Output all records below verbatim.

>>>>>

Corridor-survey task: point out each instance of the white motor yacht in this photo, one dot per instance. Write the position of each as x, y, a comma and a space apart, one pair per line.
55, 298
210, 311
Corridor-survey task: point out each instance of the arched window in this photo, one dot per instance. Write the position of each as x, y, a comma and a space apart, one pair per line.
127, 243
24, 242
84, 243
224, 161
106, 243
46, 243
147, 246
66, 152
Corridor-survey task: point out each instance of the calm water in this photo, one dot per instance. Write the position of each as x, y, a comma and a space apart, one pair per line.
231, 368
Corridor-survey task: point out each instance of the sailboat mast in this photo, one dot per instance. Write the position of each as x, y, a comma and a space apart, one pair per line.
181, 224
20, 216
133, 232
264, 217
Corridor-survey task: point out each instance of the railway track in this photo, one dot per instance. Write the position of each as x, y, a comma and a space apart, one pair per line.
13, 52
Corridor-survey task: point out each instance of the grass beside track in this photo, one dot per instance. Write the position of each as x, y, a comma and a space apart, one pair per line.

<<<<<

▸ **TASK OUTPUT**
Corridor-survey task: point out each instance of the white motor yacht in this photo, one dot per instance. Write the position of each as x, y, a comma and a space apart, one pair per line.
55, 298
210, 311
Corridor-survey task: point out each instance of the arched window in this photo, one dot per instance. Write the position of each as x, y, a comma and a space apart, one pair per line.
127, 243
24, 242
84, 243
224, 161
106, 243
46, 243
147, 246
66, 152
Corridor-survey task: point out each instance of the calm water in this photo, one dot per instance. Write the position of each as x, y, a comma and a space apart, one pair per line.
231, 368
Corridor-survey task: point out each instance of the sailboat mast in this photo, one dot per instance. Write the position of each as x, y, a comma and a space apart, one pair per line.
181, 224
20, 216
133, 232
264, 217
Corridor-survey task: point out each instance of the railway track in this photo, one dot per instance. Write the position of each as x, y, a comma and a space apart, one pair per line.
13, 52
Corridor-survey task: point out each instance of the grass beside track in this photo, one dot per instance. Write the position of each as x, y, a comma and a space apart, one pair per line.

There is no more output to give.